• Aufgabenstellung:
A - Wiederholen Sie aus dem Textauszug zur Versorgung am Lebensende den Abschnitt, der bei den Worten „Background and aim: Within“ beginnt, und hören Sie nach den Worten „qualitative content analysis.“ auf.
B - Beantworten Sie anhand des folgenden Textauszugs zur Versorgung am Lebensende diese Fragen:
(i) Wie viele Interviews wurden mit hinterbliebenen Angehörigen durchgeführt?
(ii) Hinsichtlich welcher zwei Bereiche bestehen aus Sicht der hinterbliebenen Angehörigen Defizite?
(iii) An welcher Schnittstelle soll die Koordination der Versorgung laut den Folgerungen vor allem verbessert werden?

• Textauszug:
=====

Hintergrund und Fragestellung: In der Versorgung von Menschen am Lebensende spielen die Angehörigen der Betroffenen eine entscheidende Rolle. Ziel dieser Studie war es, die unmittelbaren Erfahrungen von Angehörigen verstorbener Patienten mit der stattgefundenen Versorgung in den letzten Lebenstagen und -wochen zu explorieren und Implikationen für patienten- und angehörigennahe Verbesserungsansätze herauszuarbeiten.

Patienten und Methodik: Es wurden 19 leitfadengestützte qualitative Interviews mit hinterbliebenen Angehörigen durchgeführt. Der Interviewleitfaden adressierte v. a. die Inanspruchnahme von und die Zufriedenheit mit Versorgungsangeboten sowie die Themenbereiche Kommunikation und Information. Die Interviews wurden vollständig transkribiert und qualitativ-inhaltsanalytisch ausgewertet.

Ergebnisse: Aus dem Interviewmaterial wurden drei Hauptkategorien mit mehreren Unterkategorien generiert: (1) Erleben der Versorgungssituation, z. B. gute und schlechte Erfahrungen mit Kommunikation und Information; (2) Erwartungen und Wünsche, z. B. nach Optimierung des Übergangs von der stationären zur ambulanten Versorgung; (3) der Angehörige und der Sterbende, z. B. Einstellungen zu Tod und Sterben sowie persönliche Grenzen und Ressourcen. Insgesamt bestehen aus Sicht von hinterbliebenen Angehörigen Defizite hinsichtlich der Versorgungskoordination und der Kommunikationskultur.

Folgerungen: Verbesserte Koordination der Versorgung vor allem an der Schnittstelle ambulant-stationär, vorausschauende Versorgungsplanung und eine stärkere Akzentuierung „sprechender Medizin“ können dazu beitragen, die Versorgung schwerstkranker und sterbender Menschen und ihrer Angehörigen zu optimieren.

Abstract

Background and aim: Within end-of-life care concepts, relatives of patients suffering from incurable illness are an important target group. This study aims to explore the experiences of relatives of deceased patients regarding health care delivery within the last days and weeks of life, and to work out implications for patient and relatives oriented improvement strategies.

Patients and methods: We conducted 19 qualitative interviews with bereaved relatives addressing the patient’s use of health care services and satisfaction with the services, as well as communication and information. Interviews were transcribed verbatim and analyzed using qualitative content analysis.

=====

[Bildgestützte Zeigedaten]
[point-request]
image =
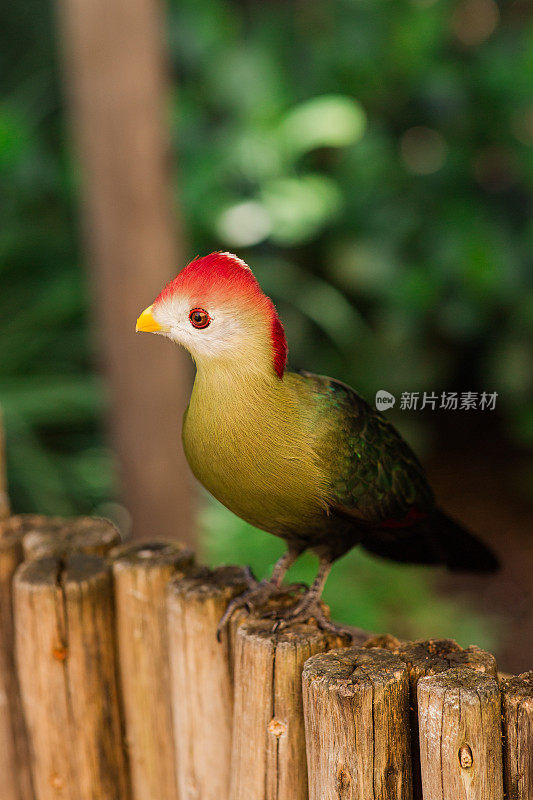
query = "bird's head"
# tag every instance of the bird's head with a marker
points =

=====

• Lösungen je Aufgabe:
A -
Background and aim: Within end-of-life care concepts, relatives of patients suffering from incurable illness are an important target group. This study aims to explore the experiences of relatives of deceased patients regarding health care delivery within the last days and weeks of life, and to work out implications for patient and relatives oriented improvement strategies.

Patients and methods: We conducted 19 qualitative interviews with bereaved relatives addressing the patient’s use of health care services and satisfaction with the services, as well as communication and information. Interviews were transcribed verbatim and analyzed using qualitative content analysis.

B -
(i) Es wurden 19 leitfadengestützte qualitative Interviews durchgeführt.
(ii) Defizite bestehen hinsichtlich der Versorgungskoordination und der Kommunikationskultur.
(iii) Die Koordination soll vor allem an der Schnittstelle ambulant-stationär verbessert werden.